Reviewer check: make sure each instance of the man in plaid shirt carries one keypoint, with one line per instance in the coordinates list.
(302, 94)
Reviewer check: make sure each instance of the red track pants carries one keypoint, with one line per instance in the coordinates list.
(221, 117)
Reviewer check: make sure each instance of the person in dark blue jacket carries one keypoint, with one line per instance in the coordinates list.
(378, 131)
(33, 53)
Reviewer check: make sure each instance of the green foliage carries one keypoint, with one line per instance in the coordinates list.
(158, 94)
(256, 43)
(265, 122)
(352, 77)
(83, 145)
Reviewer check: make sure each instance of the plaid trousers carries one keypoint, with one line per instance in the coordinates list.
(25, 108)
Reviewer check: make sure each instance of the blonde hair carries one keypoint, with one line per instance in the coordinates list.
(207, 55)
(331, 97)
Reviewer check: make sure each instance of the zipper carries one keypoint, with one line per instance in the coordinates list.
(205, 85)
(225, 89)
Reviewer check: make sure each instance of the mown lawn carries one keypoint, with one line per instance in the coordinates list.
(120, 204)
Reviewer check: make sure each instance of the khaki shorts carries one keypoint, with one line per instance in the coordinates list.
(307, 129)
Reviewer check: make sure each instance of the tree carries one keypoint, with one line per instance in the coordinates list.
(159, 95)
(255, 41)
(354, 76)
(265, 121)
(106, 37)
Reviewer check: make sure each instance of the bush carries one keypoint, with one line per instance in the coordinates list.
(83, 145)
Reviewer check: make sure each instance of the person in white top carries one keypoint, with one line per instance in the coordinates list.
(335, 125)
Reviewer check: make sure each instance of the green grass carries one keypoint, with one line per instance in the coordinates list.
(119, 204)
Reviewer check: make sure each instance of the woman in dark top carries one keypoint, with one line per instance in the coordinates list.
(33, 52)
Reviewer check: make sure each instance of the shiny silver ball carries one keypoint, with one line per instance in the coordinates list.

================

PROBLEM: Provide all the records again, word for word.

RESULT OF THE TASK:
Reviewer check: make sure each instance of the man in plaid shirt carries one keypoint, with one line per instance in the coordinates list.
(302, 94)
Reviewer check: make sure each instance of the red track pants carries one keypoint, with one line per instance in the coordinates list.
(221, 117)
Reviewer check: make sure each instance of the person in dark blue jacket carries one keypoint, with one line per instance in the coordinates list.
(378, 131)
(33, 53)
Reviewer check: make sure each instance of the green foliage carries one keypoint, with one line per instance in the coordinates list.
(158, 94)
(256, 43)
(265, 122)
(352, 77)
(83, 145)
Reviewer check: make sure each instance of the plaid trousers carries one keypoint, with one line per instance in the coordinates list.
(25, 108)
Reviewer check: make sure each instance of the blonde hair carries one keypoint, with one line per instance in the coordinates list.
(207, 55)
(331, 97)
Reviewer check: make sure each instance of the zipper carries one keypoint, with one line per instance in the coordinates list.
(205, 85)
(225, 89)
Reviewer check: make sure each instance of the mown lawn carries one keypoint, with one line per instance in the coordinates list.
(120, 204)
Reviewer check: make sure each instance of the khaki shorts carries one keypoint, with one line per instance in the coordinates list.
(307, 129)
Reviewer check: make sure each instance of the tree carries one keypoint, with one line per instance in the coordinates list.
(159, 95)
(255, 41)
(354, 76)
(265, 121)
(106, 37)
Reviewer check: make sure each instance of the bush carries one keypoint, with one line per instance in the coordinates list.
(83, 145)
Reviewer check: make sure each instance of the person in white top carries one keypoint, with one line per instance in the coordinates list.
(335, 125)
Reviewer check: make sure each instance of the green grass carries one keypoint, with one line per instance in the coordinates list.
(119, 204)
Reviewer check: make sure each instance of the woman in dark top carries one keypoint, with one line per instance in the coordinates list.
(33, 52)
Reviewer check: make sure each instance of the shiny silver ball carries one keypoint, with one line per instance in the coordinates list.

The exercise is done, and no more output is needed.